• **Extrait du document**:
____

Nouveau drame de l'immigration au large de la Libye
Plus de 700 réfugiés pourraient s’être noyés lors de trois naufrages survenus la semaine dernière au large de la Libye. C’est l’information qui a été rapportée dimanche par le Haut-Commissariat de l'ONU pour les réfugiés (UNHCR) et l’ONG Save the Children. Les garde-côtes italiens ont indiqué avoir secouru plus de 13 000 personnes en six jours. Quand le monde politique réagira-t-il enfin ?
L'humanité ne s'améliorera jamais
L’ONG allemande Sea Watch, qui a participé aux opérations de sauvetage de réfugiés en Méditerranée, a publié en début de semaine l’image d’un bébé noyé et a appelé l’UE à agir. Le journal Politis commente l’image avec résignation :
«Nous devrons nous habituer à ce type d’images, si ce n’est pas déjà fait. Des centaines de personnes se sont noyées ces derniers jours en Méditerranée - ils ne sont plus qu’un simple chiffre aujourd’hui. Les morts précédents n’étaient eux aussi qu’un simple chiffre. Cette photo donne plus à voir qu'un bébé et un sauveteur. Ce nourrisson, c'est l’humanité entière. Il symbolise l’immaturité de la race humaine au cours des siècles. Une immaturité qui s’est manifestée tantôt par le biais des guerres mondiales, tantôt par les croisades, l’esclavagisme ou les déplacements massifs de population. Cette photo est la représentation de la Babel universelle. … L’histoire poursuit son cours, et peut-être que le monde ne changera jamais.»

____

• **Extrait des données**:
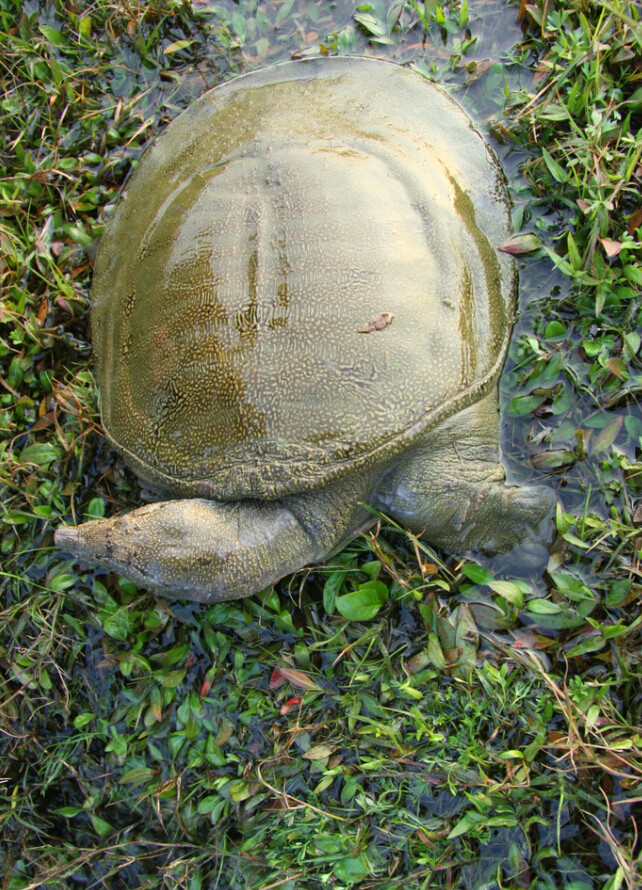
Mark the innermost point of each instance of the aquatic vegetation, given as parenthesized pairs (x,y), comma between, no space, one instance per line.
(399,717)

____

• **Consigne 1**:
Répondez aux questions suivantes sur l'article consacré aux naufrages au large de la Libye :
(a) Combien de personnes les garde-côtes italiens indiquent-ils avoir secourues, et en combien de jours ?
(b) Quelle organisation a publié l'image d'un bébé noyé ?
(c) Quel journal commente cette image ?
• **Consigne 2**:
Recopiez à l'identique le passage de l'article consacré aux naufrages au large de la Libye, depuis « Nouveau drame de » jusqu'à « réagira-t-il enfin ? » inclus.

• **Réponse 1**:
(a) Plus de 13 000 personnes en six jours.
(b) L'ONG allemande Sea Watch.
(c) Le journal Politis.

• **Réponse 2**:
Nouveau drame de l'immigration au large de la Libye
Plus de 700 réfugiés pourraient s’être noyés lors de trois naufrages survenus la semaine dernière au large de la Libye. C’est l’information qui a été rapportée dimanche par le Haut-Commissariat de l'ONU pour les réfugiés (UNHCR) et l’ONG Save the Children. Les garde-côtes italiens ont indiqué avoir secouru plus de 13 000 personnes en six jours. Quand le monde politique réagira-t-il enfin ?